Your objective :: Give back every entry exactly; drop the pictures.

Data extracts ::
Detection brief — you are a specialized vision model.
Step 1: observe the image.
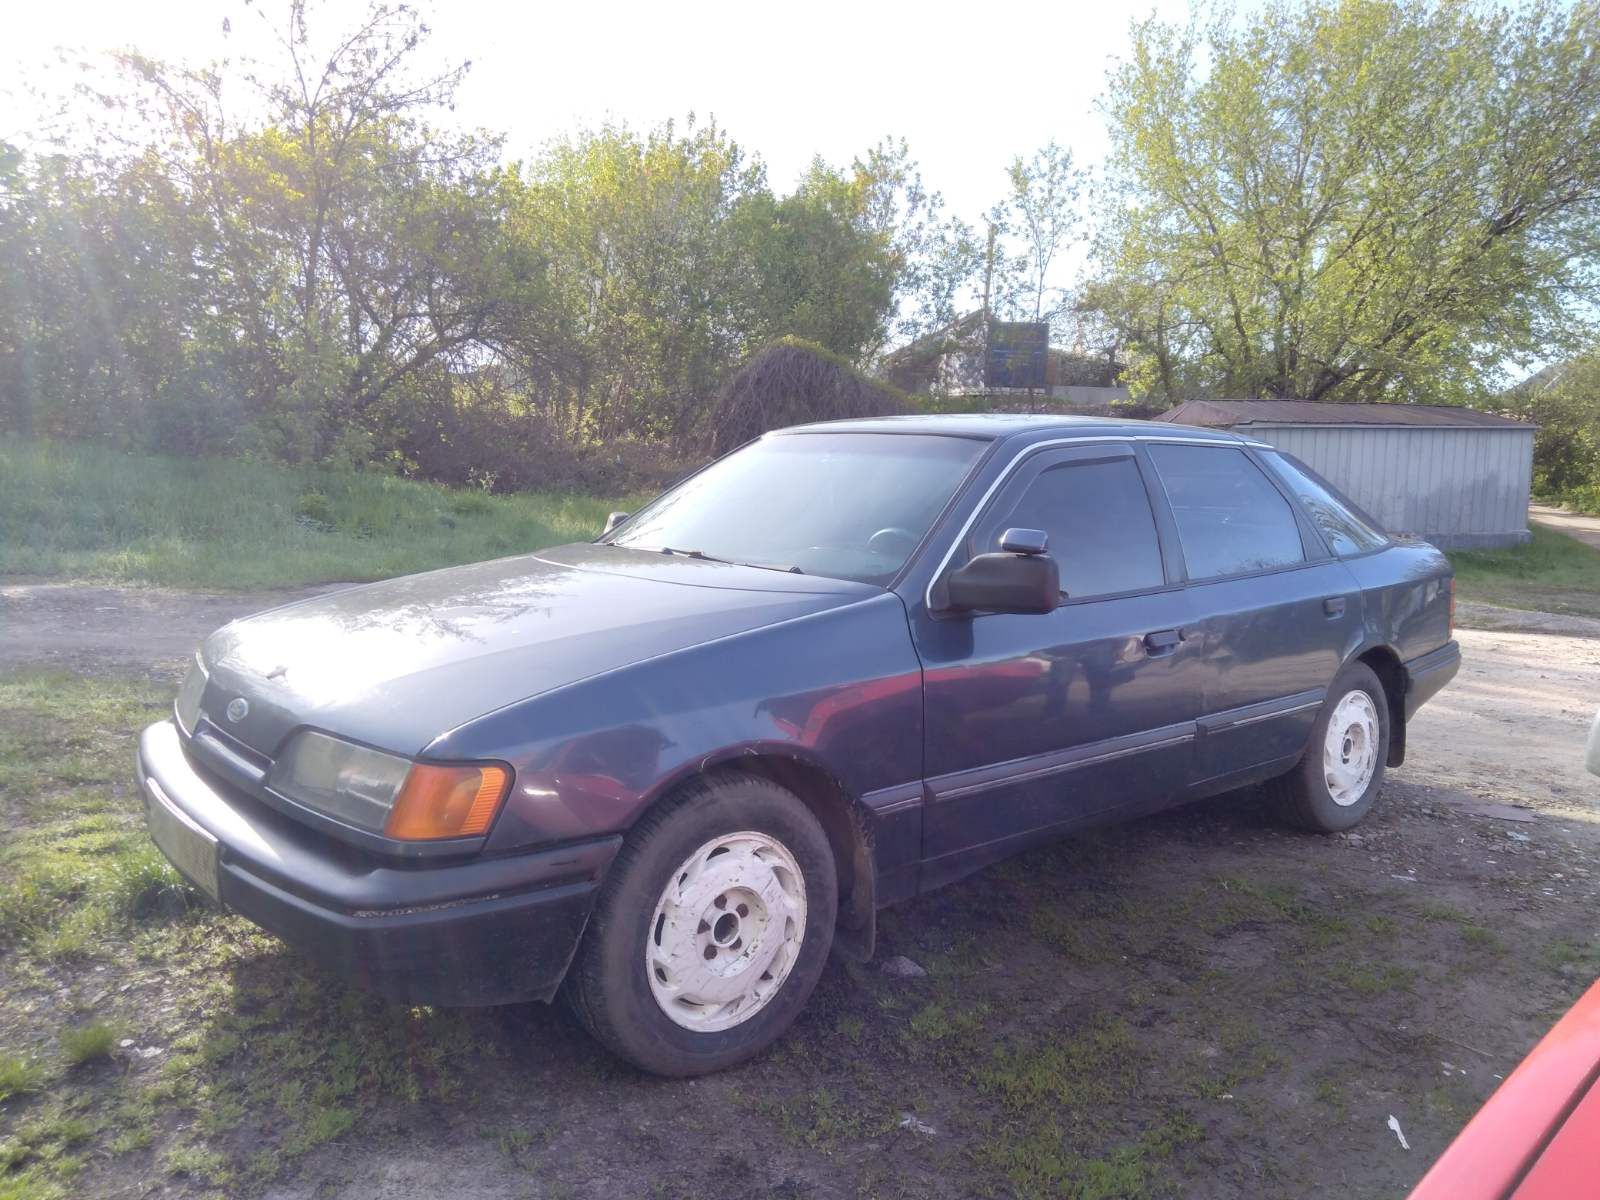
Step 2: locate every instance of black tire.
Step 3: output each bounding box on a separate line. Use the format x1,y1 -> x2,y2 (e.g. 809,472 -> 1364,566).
1267,661 -> 1391,833
562,771 -> 837,1076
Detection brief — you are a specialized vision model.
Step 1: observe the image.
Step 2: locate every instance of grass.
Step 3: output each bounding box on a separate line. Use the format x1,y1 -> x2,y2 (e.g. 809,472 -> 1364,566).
0,1057 -> 44,1103
58,1026 -> 117,1068
0,439 -> 636,590
1448,524 -> 1600,619
0,667 -> 503,1197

Task answer ::
Detection brief — you are a specialized vision model.
Step 1: observe the image.
Step 2: locate every instance of black tire.
Step 3: output each bounding box on a separate line. Use the format x1,y1 -> x2,y2 (e.g. 809,472 -> 1364,566).
1267,661 -> 1391,833
562,771 -> 837,1076
Detection brief — you are a specialized vision model.
Step 1: observe the image.
Step 2: locate every instance of grass.
Step 3: output each bounding box on a separate line. Use the format x1,y1 -> x2,y2 (e.g. 809,472 -> 1364,566).
0,1057 -> 44,1103
58,1026 -> 117,1068
0,439 -> 636,590
1448,524 -> 1600,619
0,667 -> 503,1197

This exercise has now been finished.